*PROVIDED RECORDS*.
▽

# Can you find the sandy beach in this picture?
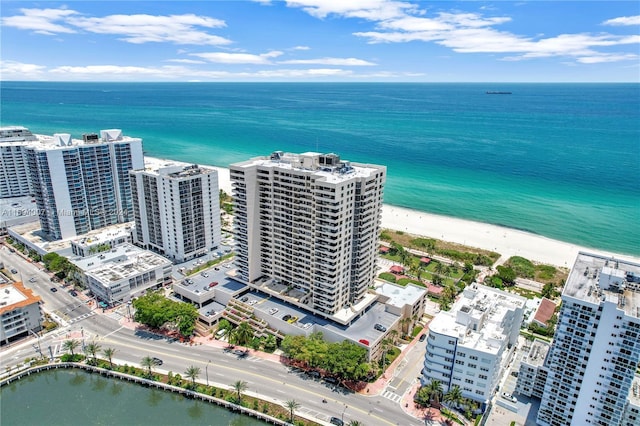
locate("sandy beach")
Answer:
[145,157,640,268]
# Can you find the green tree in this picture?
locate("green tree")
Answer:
[102,348,116,369]
[427,379,442,407]
[442,385,465,407]
[284,399,301,423]
[140,356,156,378]
[62,339,80,357]
[84,342,100,363]
[218,319,233,337]
[184,365,200,389]
[232,380,248,403]
[263,334,278,352]
[235,321,253,346]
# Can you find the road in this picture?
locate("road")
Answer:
[0,243,424,426]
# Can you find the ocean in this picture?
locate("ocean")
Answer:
[0,82,640,256]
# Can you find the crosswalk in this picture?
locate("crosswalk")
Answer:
[382,390,402,402]
[68,311,96,324]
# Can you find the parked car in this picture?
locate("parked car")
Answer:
[502,392,518,402]
[373,324,387,333]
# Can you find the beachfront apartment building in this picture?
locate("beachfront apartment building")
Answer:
[537,252,640,426]
[230,151,386,324]
[0,282,43,345]
[70,243,173,305]
[420,284,526,407]
[24,129,144,240]
[130,165,221,263]
[0,126,38,198]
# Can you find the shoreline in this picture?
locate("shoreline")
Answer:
[145,156,640,268]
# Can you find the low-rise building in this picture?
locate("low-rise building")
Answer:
[421,284,526,404]
[0,282,42,344]
[516,339,550,398]
[70,222,133,257]
[71,243,172,305]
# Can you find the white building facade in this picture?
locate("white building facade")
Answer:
[537,253,640,426]
[230,151,386,316]
[71,243,173,305]
[0,283,43,344]
[0,126,38,198]
[130,165,221,263]
[25,129,144,240]
[421,284,526,404]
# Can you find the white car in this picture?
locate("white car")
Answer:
[502,392,518,402]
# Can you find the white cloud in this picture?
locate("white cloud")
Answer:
[2,9,231,46]
[278,58,376,67]
[602,15,640,26]
[0,61,47,76]
[0,9,78,35]
[287,0,640,63]
[287,0,417,21]
[191,50,282,64]
[73,14,231,46]
[167,59,206,64]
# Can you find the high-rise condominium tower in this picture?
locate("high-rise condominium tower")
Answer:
[25,130,144,239]
[130,165,221,262]
[538,253,640,426]
[0,126,38,198]
[231,151,386,321]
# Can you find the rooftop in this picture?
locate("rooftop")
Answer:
[71,243,171,284]
[70,222,134,247]
[533,297,556,324]
[562,252,640,318]
[0,282,42,315]
[522,339,550,367]
[376,282,427,308]
[0,127,141,151]
[429,284,526,354]
[232,151,384,183]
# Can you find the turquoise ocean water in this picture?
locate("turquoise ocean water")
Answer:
[0,82,640,256]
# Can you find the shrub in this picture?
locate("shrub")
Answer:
[378,272,396,283]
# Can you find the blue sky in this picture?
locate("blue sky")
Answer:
[0,0,640,82]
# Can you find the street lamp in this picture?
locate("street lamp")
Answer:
[28,328,42,355]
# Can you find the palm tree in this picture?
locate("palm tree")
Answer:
[184,365,200,388]
[427,379,442,407]
[236,321,253,346]
[84,342,100,362]
[102,348,116,368]
[62,339,80,358]
[284,399,301,423]
[442,385,465,407]
[140,356,156,377]
[233,380,247,402]
[218,319,233,337]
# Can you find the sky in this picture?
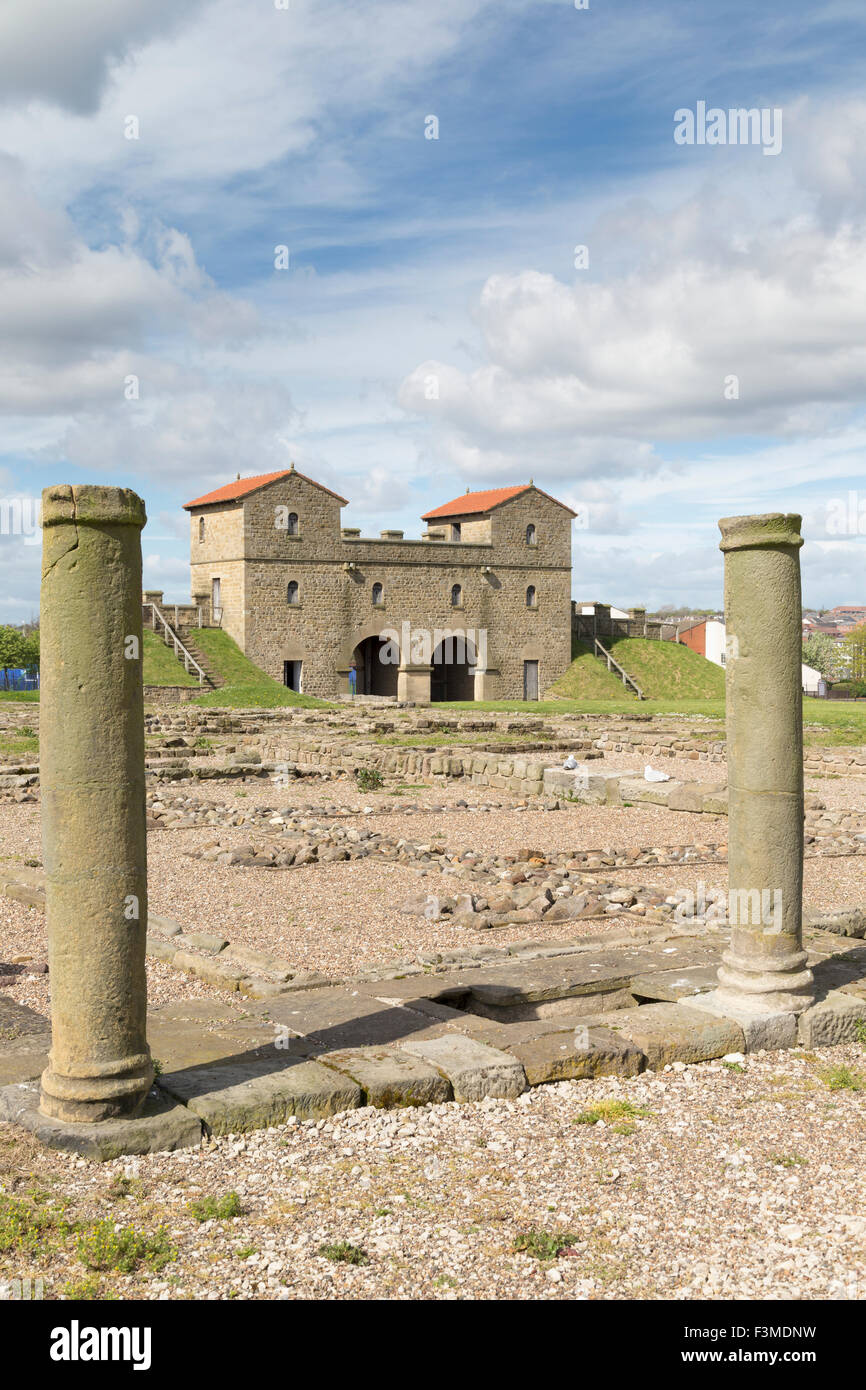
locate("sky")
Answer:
[0,0,866,623]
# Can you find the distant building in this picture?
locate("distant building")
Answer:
[802,662,827,699]
[677,617,726,666]
[185,466,575,702]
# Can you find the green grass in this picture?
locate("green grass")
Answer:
[186,1193,243,1220]
[318,1240,370,1265]
[182,627,327,709]
[0,731,39,760]
[803,699,866,748]
[512,1227,577,1259]
[76,1218,178,1275]
[549,638,636,706]
[142,628,199,685]
[605,637,724,701]
[817,1065,866,1091]
[574,1099,652,1133]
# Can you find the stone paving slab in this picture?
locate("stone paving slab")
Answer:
[681,990,796,1052]
[0,929,866,1158]
[509,1023,646,1086]
[0,1081,202,1162]
[798,990,866,1047]
[321,1047,453,1109]
[158,1043,361,1134]
[0,992,51,1086]
[592,1004,745,1072]
[630,960,719,1004]
[268,984,439,1052]
[402,1033,527,1101]
[147,999,300,1072]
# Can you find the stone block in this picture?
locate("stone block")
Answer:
[320,1047,452,1109]
[509,1023,645,1086]
[587,1004,745,1072]
[683,990,796,1052]
[0,1081,202,1162]
[799,990,866,1047]
[158,1044,361,1134]
[400,1033,527,1101]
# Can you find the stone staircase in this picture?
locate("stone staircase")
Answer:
[178,626,225,689]
[584,637,646,699]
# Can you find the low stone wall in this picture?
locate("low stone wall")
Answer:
[544,767,727,816]
[145,685,204,705]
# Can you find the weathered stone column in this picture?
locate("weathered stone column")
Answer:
[39,485,153,1123]
[716,513,812,1013]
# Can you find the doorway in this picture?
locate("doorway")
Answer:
[352,637,398,699]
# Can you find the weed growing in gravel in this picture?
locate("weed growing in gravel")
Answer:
[318,1240,370,1265]
[63,1275,117,1302]
[817,1063,866,1091]
[574,1101,652,1134]
[512,1226,577,1259]
[0,1193,75,1254]
[76,1220,178,1275]
[186,1193,243,1220]
[108,1173,145,1198]
[354,767,385,791]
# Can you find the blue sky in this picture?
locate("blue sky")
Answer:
[0,0,866,621]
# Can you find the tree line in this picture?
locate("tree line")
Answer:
[0,626,39,689]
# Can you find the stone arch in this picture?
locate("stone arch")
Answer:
[430,628,478,701]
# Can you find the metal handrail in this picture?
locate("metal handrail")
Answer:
[143,603,210,685]
[592,637,646,699]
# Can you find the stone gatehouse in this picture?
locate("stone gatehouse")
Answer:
[185,464,575,702]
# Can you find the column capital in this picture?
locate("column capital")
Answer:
[719,512,803,550]
[42,482,147,528]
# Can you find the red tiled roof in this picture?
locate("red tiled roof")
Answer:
[421,482,577,521]
[183,468,348,512]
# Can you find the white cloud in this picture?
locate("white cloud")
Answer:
[0,0,200,113]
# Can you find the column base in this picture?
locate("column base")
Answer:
[716,951,815,1013]
[39,1052,153,1125]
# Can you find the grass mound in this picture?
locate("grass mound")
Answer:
[548,638,639,703]
[192,627,327,709]
[142,628,199,685]
[605,637,724,701]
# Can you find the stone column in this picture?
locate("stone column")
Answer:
[39,485,153,1123]
[717,513,812,1013]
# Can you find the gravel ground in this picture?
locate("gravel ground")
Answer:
[0,781,866,995]
[0,897,224,1017]
[0,1045,866,1300]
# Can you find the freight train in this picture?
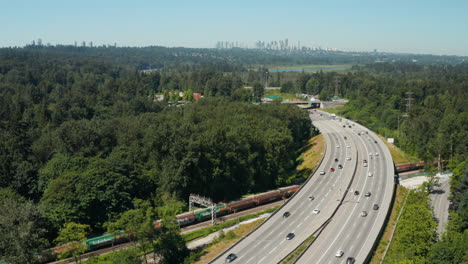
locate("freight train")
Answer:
[395,161,424,172]
[39,185,300,262]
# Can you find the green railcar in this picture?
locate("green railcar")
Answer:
[86,231,126,250]
[195,204,226,221]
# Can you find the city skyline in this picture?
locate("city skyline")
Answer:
[0,0,468,56]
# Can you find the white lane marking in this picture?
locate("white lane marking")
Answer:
[268,246,278,254]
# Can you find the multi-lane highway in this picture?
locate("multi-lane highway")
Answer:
[212,111,393,264]
[297,114,394,263]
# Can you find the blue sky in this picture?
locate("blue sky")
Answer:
[0,0,468,56]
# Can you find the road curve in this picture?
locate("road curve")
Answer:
[210,111,393,264]
[296,112,394,264]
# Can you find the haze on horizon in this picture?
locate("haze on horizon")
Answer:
[0,0,468,56]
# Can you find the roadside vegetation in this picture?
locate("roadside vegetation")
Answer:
[370,185,409,264]
[182,206,278,242]
[297,134,326,180]
[188,219,265,264]
[0,46,468,263]
[383,190,437,264]
[281,236,315,264]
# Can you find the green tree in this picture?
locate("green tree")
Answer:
[55,222,89,263]
[0,188,46,264]
[183,89,193,102]
[426,230,468,264]
[252,82,265,102]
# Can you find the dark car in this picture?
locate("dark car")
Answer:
[226,253,237,263]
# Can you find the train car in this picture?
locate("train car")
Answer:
[86,231,127,250]
[194,203,226,222]
[395,161,424,172]
[176,212,196,226]
[227,197,257,212]
[253,190,283,205]
[279,185,301,198]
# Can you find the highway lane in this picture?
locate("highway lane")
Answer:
[212,111,357,263]
[229,120,349,263]
[297,114,393,263]
[431,177,450,235]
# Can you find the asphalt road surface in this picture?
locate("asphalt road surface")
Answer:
[431,178,450,234]
[211,111,393,264]
[297,114,394,264]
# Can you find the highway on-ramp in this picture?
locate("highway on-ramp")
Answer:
[211,111,393,264]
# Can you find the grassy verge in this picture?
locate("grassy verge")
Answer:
[369,185,408,264]
[379,135,420,164]
[182,206,279,242]
[195,219,265,264]
[320,106,344,115]
[281,236,315,264]
[265,90,304,101]
[297,134,325,178]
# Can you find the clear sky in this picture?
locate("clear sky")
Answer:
[0,0,468,56]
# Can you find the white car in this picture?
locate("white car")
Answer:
[335,250,344,258]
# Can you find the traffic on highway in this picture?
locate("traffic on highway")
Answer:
[211,111,394,264]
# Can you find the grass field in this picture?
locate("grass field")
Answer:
[297,134,325,176]
[265,90,302,101]
[379,135,420,164]
[369,185,408,264]
[195,219,265,264]
[281,236,315,264]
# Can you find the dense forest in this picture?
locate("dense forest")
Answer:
[0,46,312,263]
[0,46,468,263]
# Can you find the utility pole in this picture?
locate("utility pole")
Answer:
[403,92,414,117]
[335,76,341,97]
[189,194,216,225]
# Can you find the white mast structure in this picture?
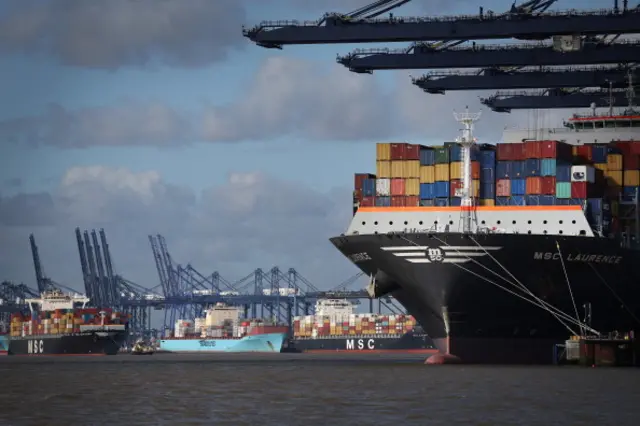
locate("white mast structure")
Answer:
[453,107,480,234]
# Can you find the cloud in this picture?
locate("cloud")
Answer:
[0,0,245,69]
[0,166,356,289]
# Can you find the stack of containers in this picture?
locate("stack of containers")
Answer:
[420,146,436,206]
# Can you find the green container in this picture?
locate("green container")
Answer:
[436,146,449,164]
[556,182,571,198]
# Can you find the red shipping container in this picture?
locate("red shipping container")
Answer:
[571,182,588,198]
[622,154,640,170]
[360,197,376,207]
[542,176,556,195]
[391,143,404,160]
[405,143,420,160]
[391,178,405,195]
[524,141,542,158]
[391,195,407,207]
[471,161,480,179]
[576,144,593,161]
[496,143,514,161]
[496,179,511,197]
[449,179,462,197]
[404,195,420,207]
[526,176,542,195]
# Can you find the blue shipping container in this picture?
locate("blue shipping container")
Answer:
[362,179,376,197]
[511,179,527,196]
[540,158,556,176]
[556,163,571,182]
[420,147,436,166]
[480,167,496,183]
[376,197,391,207]
[480,182,496,200]
[524,158,541,177]
[434,197,449,207]
[433,182,449,198]
[420,183,436,200]
[478,151,496,169]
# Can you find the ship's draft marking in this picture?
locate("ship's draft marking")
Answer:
[381,246,502,263]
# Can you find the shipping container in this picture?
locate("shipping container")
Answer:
[434,181,449,198]
[362,179,376,197]
[404,178,420,197]
[541,141,573,161]
[571,165,596,183]
[624,170,640,186]
[353,173,376,189]
[435,146,449,165]
[496,179,511,197]
[542,176,556,195]
[435,164,449,182]
[420,183,436,200]
[376,161,392,179]
[479,182,496,200]
[511,179,527,199]
[524,158,542,177]
[391,179,405,196]
[524,141,542,159]
[360,197,376,207]
[420,166,436,183]
[376,179,391,197]
[376,143,391,161]
[478,150,496,169]
[376,197,391,207]
[607,154,624,171]
[420,146,436,166]
[525,176,542,195]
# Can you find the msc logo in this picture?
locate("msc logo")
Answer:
[427,248,444,263]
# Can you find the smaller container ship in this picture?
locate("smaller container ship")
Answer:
[7,290,128,355]
[159,303,289,353]
[292,299,437,354]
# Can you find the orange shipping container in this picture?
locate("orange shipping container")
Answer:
[376,143,391,161]
[404,178,420,195]
[376,161,391,179]
[420,166,436,183]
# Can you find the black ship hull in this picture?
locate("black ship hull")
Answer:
[292,332,437,354]
[331,233,640,364]
[8,331,125,356]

△

*DESCRIPTION OF THE TASK*. Offset the bounding-box coordinates in the answers by adding 14 to each number, and rewrite the lines above from the start of the material through the line holding "[145,157,640,268]", inclusive, with the requests kept. Leave the pictures out of your answer.

*SOLUTION*.
# Can you find the sandy beach in this picture?
locate("sandy beach")
Answer:
[159,171,654,282]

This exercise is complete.